(Excerpts of labeled region data)
▼
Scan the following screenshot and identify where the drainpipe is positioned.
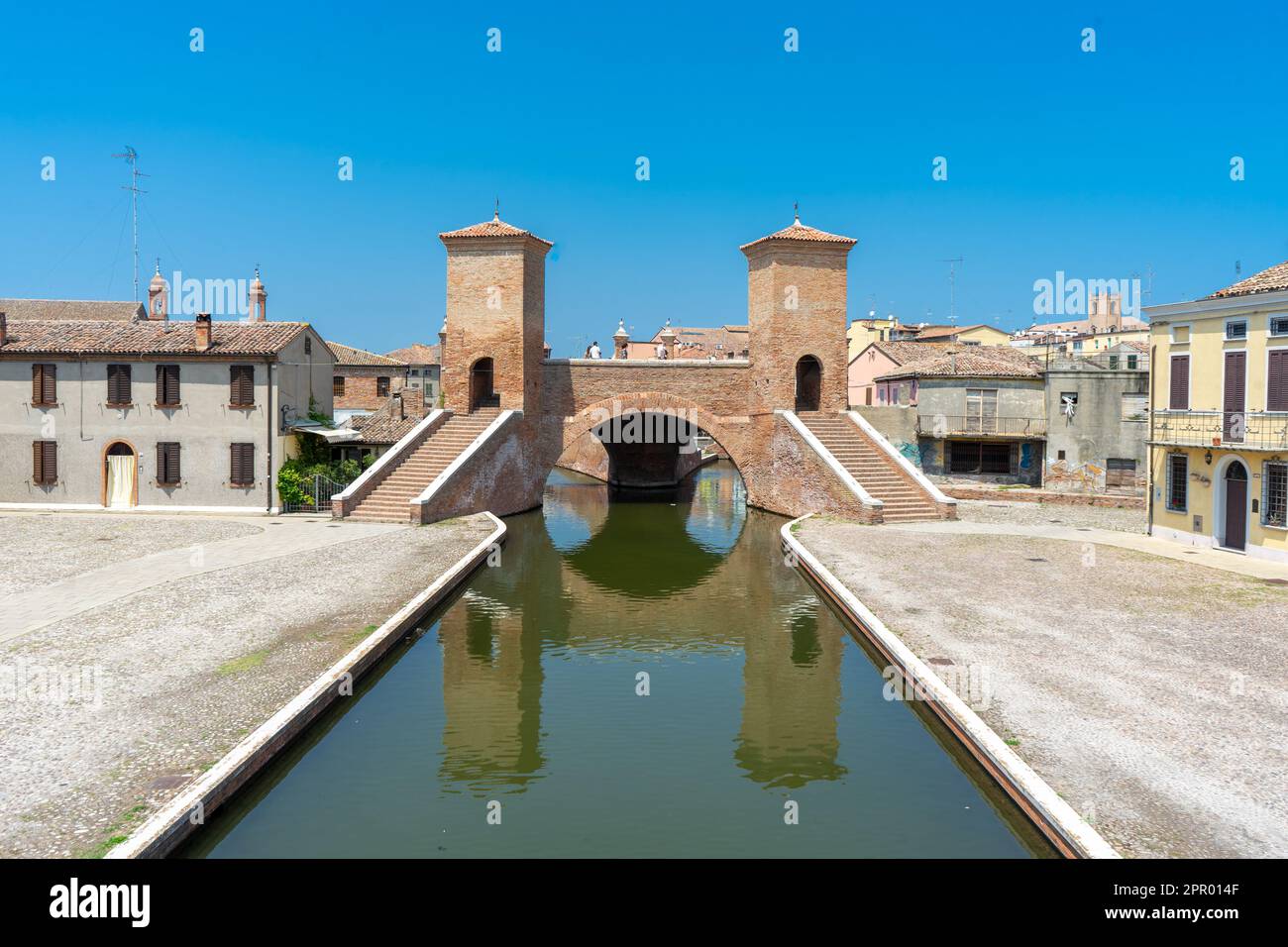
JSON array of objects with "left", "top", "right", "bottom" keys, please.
[
  {"left": 265, "top": 356, "right": 277, "bottom": 514},
  {"left": 1145, "top": 344, "right": 1158, "bottom": 536}
]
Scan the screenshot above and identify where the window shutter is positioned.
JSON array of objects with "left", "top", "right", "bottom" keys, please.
[
  {"left": 1167, "top": 356, "right": 1190, "bottom": 411},
  {"left": 1266, "top": 349, "right": 1288, "bottom": 411}
]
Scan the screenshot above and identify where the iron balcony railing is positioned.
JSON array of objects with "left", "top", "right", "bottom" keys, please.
[
  {"left": 1150, "top": 411, "right": 1288, "bottom": 451},
  {"left": 917, "top": 414, "right": 1046, "bottom": 437}
]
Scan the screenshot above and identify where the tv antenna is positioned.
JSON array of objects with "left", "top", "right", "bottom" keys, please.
[
  {"left": 940, "top": 257, "right": 965, "bottom": 326},
  {"left": 112, "top": 145, "right": 149, "bottom": 303}
]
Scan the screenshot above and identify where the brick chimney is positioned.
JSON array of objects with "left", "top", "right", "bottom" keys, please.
[{"left": 196, "top": 312, "right": 211, "bottom": 352}]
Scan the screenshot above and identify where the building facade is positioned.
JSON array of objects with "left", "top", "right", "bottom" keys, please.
[
  {"left": 0, "top": 316, "right": 334, "bottom": 513},
  {"left": 1042, "top": 349, "right": 1149, "bottom": 493},
  {"left": 1147, "top": 263, "right": 1288, "bottom": 562},
  {"left": 327, "top": 342, "right": 408, "bottom": 421}
]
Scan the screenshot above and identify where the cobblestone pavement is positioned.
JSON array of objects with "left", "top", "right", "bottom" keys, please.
[
  {"left": 0, "top": 515, "right": 492, "bottom": 857},
  {"left": 798, "top": 518, "right": 1288, "bottom": 857}
]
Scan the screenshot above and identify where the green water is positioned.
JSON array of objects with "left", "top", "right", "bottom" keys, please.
[{"left": 181, "top": 464, "right": 1051, "bottom": 857}]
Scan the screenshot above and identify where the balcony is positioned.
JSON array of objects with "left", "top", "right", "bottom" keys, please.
[
  {"left": 1150, "top": 411, "right": 1288, "bottom": 451},
  {"left": 917, "top": 414, "right": 1046, "bottom": 440}
]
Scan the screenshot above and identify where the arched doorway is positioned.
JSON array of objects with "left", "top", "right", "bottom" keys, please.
[
  {"left": 471, "top": 359, "right": 501, "bottom": 411},
  {"left": 796, "top": 356, "right": 823, "bottom": 411},
  {"left": 1221, "top": 460, "right": 1248, "bottom": 549},
  {"left": 103, "top": 441, "right": 139, "bottom": 509}
]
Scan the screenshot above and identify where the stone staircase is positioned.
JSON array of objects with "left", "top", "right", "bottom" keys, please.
[
  {"left": 347, "top": 407, "right": 501, "bottom": 523},
  {"left": 796, "top": 411, "right": 943, "bottom": 523}
]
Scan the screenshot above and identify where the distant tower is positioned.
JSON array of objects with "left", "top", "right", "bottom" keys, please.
[
  {"left": 438, "top": 207, "right": 554, "bottom": 415},
  {"left": 741, "top": 213, "right": 858, "bottom": 411},
  {"left": 149, "top": 261, "right": 168, "bottom": 320},
  {"left": 613, "top": 320, "right": 631, "bottom": 359},
  {"left": 250, "top": 266, "right": 268, "bottom": 322}
]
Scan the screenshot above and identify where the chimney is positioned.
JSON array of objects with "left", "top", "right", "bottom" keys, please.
[{"left": 196, "top": 312, "right": 210, "bottom": 352}]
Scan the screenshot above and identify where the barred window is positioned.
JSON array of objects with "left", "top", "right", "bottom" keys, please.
[
  {"left": 1261, "top": 462, "right": 1288, "bottom": 527},
  {"left": 1167, "top": 454, "right": 1190, "bottom": 513}
]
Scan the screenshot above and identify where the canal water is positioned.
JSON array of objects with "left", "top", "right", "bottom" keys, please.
[{"left": 180, "top": 462, "right": 1051, "bottom": 857}]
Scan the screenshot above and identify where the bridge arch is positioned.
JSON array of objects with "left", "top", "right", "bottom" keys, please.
[{"left": 556, "top": 391, "right": 750, "bottom": 480}]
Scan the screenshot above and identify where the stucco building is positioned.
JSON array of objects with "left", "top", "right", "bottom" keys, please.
[
  {"left": 0, "top": 309, "right": 334, "bottom": 513},
  {"left": 1146, "top": 262, "right": 1288, "bottom": 562}
]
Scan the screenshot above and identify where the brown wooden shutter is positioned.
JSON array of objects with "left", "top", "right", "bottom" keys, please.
[
  {"left": 36, "top": 441, "right": 58, "bottom": 483},
  {"left": 1266, "top": 349, "right": 1288, "bottom": 411},
  {"left": 158, "top": 365, "right": 179, "bottom": 404},
  {"left": 107, "top": 365, "right": 134, "bottom": 404},
  {"left": 1167, "top": 356, "right": 1190, "bottom": 411},
  {"left": 158, "top": 442, "right": 181, "bottom": 484}
]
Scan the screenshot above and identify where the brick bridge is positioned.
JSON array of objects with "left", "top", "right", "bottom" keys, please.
[{"left": 332, "top": 208, "right": 954, "bottom": 523}]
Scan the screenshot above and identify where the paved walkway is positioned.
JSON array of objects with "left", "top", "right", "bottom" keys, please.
[
  {"left": 881, "top": 519, "right": 1288, "bottom": 579},
  {"left": 0, "top": 517, "right": 408, "bottom": 643}
]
▲
Copy out the stretch from the line containing "Scan the screenshot above and identify where the paved" through the end of the listing, moving each coordinate value in the answers up by 136. Leave every other line unchanged.

The result
Scan the screenshot above and identify where the paved walkway is positioned.
JSON array of objects with "left", "top", "right", "bottom" keys, please.
[
  {"left": 1017, "top": 655, "right": 1424, "bottom": 715},
  {"left": 136, "top": 653, "right": 544, "bottom": 779}
]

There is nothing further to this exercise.